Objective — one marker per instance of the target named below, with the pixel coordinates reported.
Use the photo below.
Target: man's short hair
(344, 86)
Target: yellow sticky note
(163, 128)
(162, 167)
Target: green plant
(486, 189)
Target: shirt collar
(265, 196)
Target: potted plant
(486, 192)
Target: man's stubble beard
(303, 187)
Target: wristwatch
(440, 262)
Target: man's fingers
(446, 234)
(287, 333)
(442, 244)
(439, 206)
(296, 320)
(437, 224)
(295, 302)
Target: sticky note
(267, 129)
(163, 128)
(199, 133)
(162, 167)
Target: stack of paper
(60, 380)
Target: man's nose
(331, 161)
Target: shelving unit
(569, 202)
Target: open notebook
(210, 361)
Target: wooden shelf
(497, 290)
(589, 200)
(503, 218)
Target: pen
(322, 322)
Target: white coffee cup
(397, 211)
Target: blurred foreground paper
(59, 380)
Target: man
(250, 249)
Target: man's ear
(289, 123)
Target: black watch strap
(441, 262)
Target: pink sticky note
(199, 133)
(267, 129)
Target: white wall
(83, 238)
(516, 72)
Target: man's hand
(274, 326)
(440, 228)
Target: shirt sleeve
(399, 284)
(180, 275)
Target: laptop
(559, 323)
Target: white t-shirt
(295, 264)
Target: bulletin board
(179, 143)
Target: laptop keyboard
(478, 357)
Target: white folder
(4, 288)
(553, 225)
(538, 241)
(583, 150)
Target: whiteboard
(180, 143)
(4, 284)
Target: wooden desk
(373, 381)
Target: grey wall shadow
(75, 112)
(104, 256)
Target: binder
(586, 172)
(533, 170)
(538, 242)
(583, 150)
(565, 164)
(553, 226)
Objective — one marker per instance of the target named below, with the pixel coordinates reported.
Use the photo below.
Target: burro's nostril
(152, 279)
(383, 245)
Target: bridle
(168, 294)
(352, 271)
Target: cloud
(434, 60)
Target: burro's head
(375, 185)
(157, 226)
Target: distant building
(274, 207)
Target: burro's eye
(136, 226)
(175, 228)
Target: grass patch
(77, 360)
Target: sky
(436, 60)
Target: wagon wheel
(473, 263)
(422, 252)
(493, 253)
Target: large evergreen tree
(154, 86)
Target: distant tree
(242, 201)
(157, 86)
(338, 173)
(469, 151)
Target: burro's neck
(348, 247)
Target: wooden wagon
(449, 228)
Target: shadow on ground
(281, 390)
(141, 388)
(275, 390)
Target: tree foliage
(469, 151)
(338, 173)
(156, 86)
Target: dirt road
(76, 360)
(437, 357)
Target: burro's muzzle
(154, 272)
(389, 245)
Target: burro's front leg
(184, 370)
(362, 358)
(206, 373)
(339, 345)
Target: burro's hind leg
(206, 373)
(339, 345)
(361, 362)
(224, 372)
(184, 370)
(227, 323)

Work instruction >> Reproduce every record that appears above, keeping the wording exact.

Response to the task >>
Objective — one marker per instance of the target named below, with the pixel coordinates reported.
Use the photo below.
Target: man's short hair
(344, 86)
Target: yellow sticky note
(163, 128)
(162, 167)
Target: green plant
(486, 189)
Target: shirt collar
(265, 196)
Target: potted plant
(486, 192)
Target: man's stubble beard
(303, 187)
Target: wristwatch
(440, 262)
Target: man's fingers
(446, 234)
(287, 333)
(442, 244)
(439, 206)
(296, 320)
(437, 224)
(295, 302)
Target: sticky note
(267, 129)
(163, 128)
(199, 133)
(162, 167)
Target: stack of paper
(60, 380)
Target: man's nose
(331, 161)
Target: shelving unit
(569, 202)
Target: open notebook
(210, 361)
Target: wooden shelf
(497, 290)
(589, 200)
(503, 218)
Target: pen
(322, 322)
Target: white coffee cup
(397, 211)
Target: blurred foreground paper
(59, 380)
Target: man
(250, 249)
Target: man's ear
(289, 123)
Target: black watch strap
(441, 262)
Target: pink sticky note
(199, 133)
(267, 129)
Target: white wall
(83, 238)
(516, 72)
Target: man's hand
(274, 326)
(440, 228)
Target: shirt sleeve
(399, 284)
(180, 275)
Target: laptop
(559, 323)
Target: white t-shirt
(295, 264)
Target: bulletin board
(179, 143)
Target: laptop keyboard
(478, 357)
Target: white folder
(4, 288)
(553, 225)
(538, 241)
(583, 150)
Target: whiteboard
(180, 143)
(4, 284)
Target: wooden desk
(373, 381)
Target: grey wall shadow
(75, 112)
(104, 256)
Target: binder
(586, 172)
(533, 170)
(538, 242)
(583, 150)
(565, 164)
(553, 226)
Objective — one marker per instance of the target named below, with the pixel coordinates reported.
Use the photo below.
Target: burro's nostril
(152, 279)
(383, 245)
Target: bridle
(168, 294)
(352, 271)
Target: cloud
(434, 60)
Target: burro's head
(375, 185)
(157, 226)
Target: distant building
(274, 207)
Target: burro's eye
(136, 226)
(175, 228)
Target: grass patch
(77, 360)
Target: sky
(436, 60)
Target: wagon wheel
(473, 263)
(422, 252)
(493, 253)
Target: large evergreen tree
(154, 86)
Target: distant tree
(242, 201)
(157, 86)
(338, 173)
(469, 151)
Target: burro's neck
(348, 247)
Target: wooden wagon
(449, 228)
Target: shadow on ground
(281, 390)
(141, 388)
(275, 390)
Target: tree foliage
(469, 151)
(338, 173)
(156, 86)
Target: dirt road
(76, 360)
(437, 357)
Target: burro's muzzle
(154, 272)
(389, 245)
Target: burro's front leg
(184, 370)
(362, 358)
(206, 373)
(339, 345)
Target: burro's hind leg
(206, 373)
(339, 345)
(361, 362)
(224, 372)
(184, 370)
(227, 323)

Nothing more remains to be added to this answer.